## SET TASK
Transcribe each of the items below word for word, omitting the pictures.

## MATERIAL SUPPLIED
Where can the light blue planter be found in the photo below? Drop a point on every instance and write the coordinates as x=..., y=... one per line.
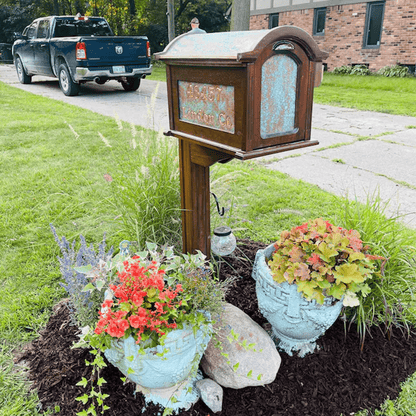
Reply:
x=296, y=322
x=160, y=377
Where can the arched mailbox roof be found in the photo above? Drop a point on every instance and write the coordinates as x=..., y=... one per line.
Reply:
x=237, y=46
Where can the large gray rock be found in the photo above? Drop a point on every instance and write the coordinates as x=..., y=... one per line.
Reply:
x=250, y=359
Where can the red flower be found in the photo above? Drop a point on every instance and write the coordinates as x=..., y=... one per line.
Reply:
x=137, y=321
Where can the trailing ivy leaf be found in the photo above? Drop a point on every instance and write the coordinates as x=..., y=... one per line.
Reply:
x=307, y=287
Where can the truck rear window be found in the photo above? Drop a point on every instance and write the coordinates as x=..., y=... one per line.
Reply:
x=66, y=27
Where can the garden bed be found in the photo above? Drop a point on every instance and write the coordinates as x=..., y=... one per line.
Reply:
x=339, y=378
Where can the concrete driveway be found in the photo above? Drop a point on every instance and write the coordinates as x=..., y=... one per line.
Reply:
x=359, y=152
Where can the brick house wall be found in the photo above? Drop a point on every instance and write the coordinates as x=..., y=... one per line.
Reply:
x=344, y=31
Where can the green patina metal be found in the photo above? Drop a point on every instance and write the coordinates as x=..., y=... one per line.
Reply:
x=278, y=96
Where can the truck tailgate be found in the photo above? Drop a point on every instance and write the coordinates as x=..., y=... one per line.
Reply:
x=115, y=50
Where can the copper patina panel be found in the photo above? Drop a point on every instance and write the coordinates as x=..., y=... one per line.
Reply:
x=207, y=105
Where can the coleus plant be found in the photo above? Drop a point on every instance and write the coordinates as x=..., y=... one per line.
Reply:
x=324, y=260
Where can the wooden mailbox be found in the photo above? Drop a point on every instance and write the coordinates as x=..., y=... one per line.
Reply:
x=236, y=95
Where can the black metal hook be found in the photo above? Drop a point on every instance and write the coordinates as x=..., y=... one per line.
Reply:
x=220, y=211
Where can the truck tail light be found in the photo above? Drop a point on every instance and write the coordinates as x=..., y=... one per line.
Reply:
x=81, y=51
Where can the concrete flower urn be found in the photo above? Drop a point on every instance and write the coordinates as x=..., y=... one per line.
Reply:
x=163, y=372
x=296, y=323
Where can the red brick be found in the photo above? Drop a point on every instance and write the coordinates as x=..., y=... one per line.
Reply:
x=343, y=37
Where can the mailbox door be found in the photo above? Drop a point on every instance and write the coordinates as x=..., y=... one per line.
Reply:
x=209, y=102
x=282, y=78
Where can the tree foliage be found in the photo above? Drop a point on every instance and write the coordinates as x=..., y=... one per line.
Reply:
x=126, y=17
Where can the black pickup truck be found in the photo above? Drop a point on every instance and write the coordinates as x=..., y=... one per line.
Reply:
x=78, y=49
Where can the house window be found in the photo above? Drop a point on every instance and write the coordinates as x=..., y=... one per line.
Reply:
x=373, y=24
x=273, y=20
x=319, y=21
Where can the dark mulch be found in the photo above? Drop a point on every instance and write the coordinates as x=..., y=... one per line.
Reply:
x=337, y=379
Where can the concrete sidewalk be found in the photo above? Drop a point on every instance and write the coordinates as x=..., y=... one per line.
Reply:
x=343, y=163
x=360, y=153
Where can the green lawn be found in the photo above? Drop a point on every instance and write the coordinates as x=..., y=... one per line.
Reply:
x=374, y=93
x=52, y=167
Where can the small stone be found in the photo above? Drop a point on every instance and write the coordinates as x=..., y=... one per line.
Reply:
x=211, y=393
x=247, y=356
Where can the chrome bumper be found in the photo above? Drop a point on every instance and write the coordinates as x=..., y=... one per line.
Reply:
x=85, y=74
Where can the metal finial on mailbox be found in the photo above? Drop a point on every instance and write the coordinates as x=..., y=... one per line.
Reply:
x=195, y=23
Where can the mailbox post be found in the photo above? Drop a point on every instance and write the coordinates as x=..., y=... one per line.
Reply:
x=235, y=95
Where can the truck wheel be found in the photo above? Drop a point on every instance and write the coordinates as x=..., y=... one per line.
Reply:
x=68, y=87
x=131, y=84
x=21, y=73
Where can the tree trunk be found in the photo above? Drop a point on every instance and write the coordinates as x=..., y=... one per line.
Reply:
x=240, y=15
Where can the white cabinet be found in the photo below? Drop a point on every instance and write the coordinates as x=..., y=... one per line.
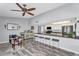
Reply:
x=70, y=44
x=60, y=42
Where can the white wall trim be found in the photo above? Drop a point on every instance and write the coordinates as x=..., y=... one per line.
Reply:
x=4, y=42
x=69, y=50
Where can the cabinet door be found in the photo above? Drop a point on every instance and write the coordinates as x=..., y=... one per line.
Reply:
x=70, y=44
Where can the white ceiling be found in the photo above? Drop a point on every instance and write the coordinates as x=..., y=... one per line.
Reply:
x=40, y=8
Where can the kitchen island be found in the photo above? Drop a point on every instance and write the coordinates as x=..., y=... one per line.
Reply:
x=68, y=44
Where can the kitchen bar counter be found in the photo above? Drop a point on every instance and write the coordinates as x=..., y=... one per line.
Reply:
x=55, y=35
x=68, y=44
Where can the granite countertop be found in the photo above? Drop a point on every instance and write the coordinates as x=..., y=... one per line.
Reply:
x=55, y=35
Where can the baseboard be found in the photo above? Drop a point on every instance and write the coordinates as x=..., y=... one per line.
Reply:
x=69, y=50
x=4, y=42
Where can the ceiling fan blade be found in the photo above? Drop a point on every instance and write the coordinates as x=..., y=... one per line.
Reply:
x=30, y=9
x=17, y=10
x=30, y=13
x=19, y=5
x=23, y=14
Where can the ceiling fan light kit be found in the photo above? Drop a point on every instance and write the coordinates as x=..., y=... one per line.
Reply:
x=24, y=9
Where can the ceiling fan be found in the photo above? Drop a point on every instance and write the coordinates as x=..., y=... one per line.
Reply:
x=24, y=9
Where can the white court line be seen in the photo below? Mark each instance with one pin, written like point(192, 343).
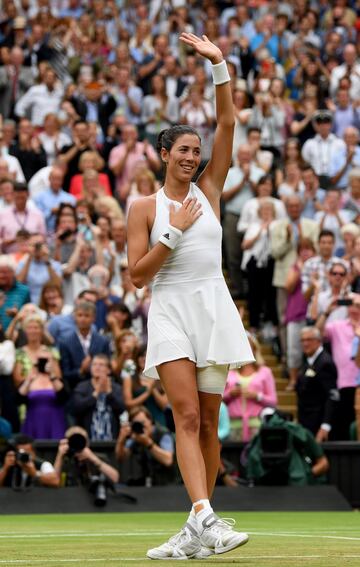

## COMPLETED TASK
Where can the light blue planter be found in the photo below? Drop a point on every instance and write the coordinates as x=..., y=... one per line.
Reply:
x=296, y=322
x=160, y=377
Where can the arched mailbox roof be found in the photo above? Drop a point on every instance and write the coordinates as x=..., y=... one per line.
Reply:
x=237, y=46
Where can the large gray rock be found in the photo above? Drop a point on every instance and write the coordinates as x=..., y=... one per line.
Reply:
x=250, y=359
Where can the red flower be found in the photo above? Drop a point on every instance and write the coordinates as x=..., y=... one per line.
Reply:
x=137, y=321
Where can the trailing ivy leaf be found in the photo above? Drop a point on every instance and write the coordinates as x=..., y=... one per line.
Reply:
x=307, y=287
Where can the truck rear window be found in the photo above? Drop a point on every instance and write the coordinates as x=..., y=... one per line.
Reply:
x=66, y=27
Where can the garden bed be found in the photo above? Drop a point on every instance and write the coordinates as x=..., y=... one per line.
Reply:
x=339, y=378
Where can the concrete driveway be found in the photo above? Drop a point on every instance and write the coordinates as x=..., y=... one per line.
Reply:
x=359, y=152
Where can the brick house wall be found in the photo above? Drop a point on every instance and write the coordinates as x=..., y=... one per line.
Reply:
x=344, y=31
Where can the green patina metal be found in the photo above? Drop a point on every instance and write the coordinates as x=..., y=... one per line.
Reply:
x=278, y=96
Where can the truck tailgate be found in the photo above? Drop a point on every instance and write the coordinates as x=..., y=... one per line.
Reply:
x=115, y=50
Where can the copper patina panel be found in the photo above? Drop a point on every instance and write the coordinates as x=..., y=... one per line.
Reply:
x=207, y=105
Where can the coleus plant be found in the photo above? Drop a point on every instance and write the coordinates as x=..., y=... one per line.
Reply:
x=324, y=260
Where can the wooden mailbox be found in the photo above? Drop a point on every instance and write the coordinates as x=..., y=... one per line.
Reply:
x=236, y=95
Where can the black metal hook be found in the photo above? Drop a point on every instance and write the coordinates as x=..., y=... one per line.
Reply:
x=220, y=211
Where can the truck tail light be found in the photo above? Drop a point on every instance and write the coordinates as x=..., y=... one per line.
Reply:
x=81, y=51
Where can the concrete flower urn be found in the photo above? Drop a point on every instance and write the coordinates as x=..., y=... one per line.
Reply:
x=163, y=372
x=296, y=323
Where can the red brick be found in the photo above? Drop a point on every instance and write the coordinates as x=..., y=... one per line.
Reply:
x=343, y=37
Where can the mailbox door be found in the photo above? Drop a point on every instance and write the coordinates as x=..., y=... one per line.
Reply:
x=209, y=102
x=282, y=78
Where can the tree foliage be found in the photo above? Drop a point on every instance and write the coordinates as x=..., y=... one per line.
Reply:
x=126, y=17
Where can the black pickup truck be found in the photo above? Drop a point on every instance and write the coordinates as x=..., y=... one per line.
Reply:
x=78, y=49
Where can the house window be found in the photo above? Drop a point on every instance and write the coordinates as x=..., y=... one per line.
Reply:
x=373, y=24
x=273, y=20
x=319, y=21
Where can the dark mulch be found in the photo above? Drop a point on every instance and write the coordinates as x=..., y=... one per line.
Reply:
x=337, y=379
Where can the concrete sidewalk be found in the photo above? Drop a point on every instance and write the coordinates as x=..., y=... one per line.
Reply:
x=343, y=163
x=360, y=153
Where can the green lawn be found in the photo above? Drop a point on every instance and write the coordinates as x=..., y=... one per line.
Reply:
x=374, y=93
x=52, y=167
Where can the small stone be found in the photo above? Drop a point on every instance and write the coordinates as x=..., y=... one per line.
Reply:
x=211, y=393
x=247, y=356
Where can the chrome bumper be found in the photo above? Drop a point on every instance and write the coordinates as x=..., y=... one per line.
Reply:
x=85, y=74
Where can the metal finial on mailbox be found in the photo above? Drop a point on every instance and write the coordinates as x=..., y=... one per line.
Reply:
x=195, y=23
Where can the mailbox post be found in the photo above? Drop a point on every instance and write the coordinates as x=..., y=... one per line.
Reply:
x=235, y=95
Where can the truck wheel be found in the photo above? Drop a point on every instance and write the coordinates as x=..., y=... one per line.
Reply:
x=68, y=87
x=131, y=84
x=21, y=73
Where can the tree trunk be found in the photo above? Drop a point on every instance and write the coordinates as x=..., y=... one per line.
Reply:
x=240, y=15
Where can the white cabinet be found in the photo below? Drop a point on every instance and write the coordinates as x=..., y=... one per line.
Reply:
x=70, y=44
x=60, y=42
Where can the white wall trim be found in the photo above? Drop a point on every instance and write the coordinates as x=..., y=... one per line.
Reply:
x=4, y=42
x=69, y=50
Where can the cabinet door be found in the photo above? Drop a point on every instance and write the coordinates as x=..., y=... one per line.
Reply:
x=70, y=44
Where can the white ceiling be found in the photo above? Drop a point on every instance and write the coordinates as x=..., y=... one per line.
Reply:
x=40, y=8
Where can the kitchen island be found in the photo above? Drop a point on every instance and write the coordinates as x=..., y=... one per line.
Reply:
x=68, y=44
Where can the kitchen bar counter be found in the photo above? Drop a point on every instance and write the coordinates as x=..., y=... one per line.
Reply:
x=55, y=35
x=68, y=44
Where can the granite countertop be found in the photo above? Drop a point on every instance and write the coordinates as x=..., y=... one per line.
Reply:
x=55, y=35
Where can the baseboard be found in the photo above? Drop a point on every instance and write the coordinates as x=..., y=... one per line.
Reply:
x=69, y=50
x=4, y=42
Where can the ceiling fan blade be found in the photo above? Drop a point on every instance and write the coordinates as x=..., y=... one per line.
Reply:
x=30, y=9
x=17, y=10
x=30, y=13
x=19, y=5
x=23, y=14
Where can the ceiling fan light kit be found in the photo above? Drop a point on every instance and write the coordinates as x=..., y=... one per line.
Reply:
x=24, y=9
Where can the ceiling fan be found in the photo above? Drop a point on every instance and write the coordinates as x=..., y=... one per line.
Reply:
x=24, y=9
Where can the white court line be seen in the photo below? Mark each instance with one pin, written like point(192, 343).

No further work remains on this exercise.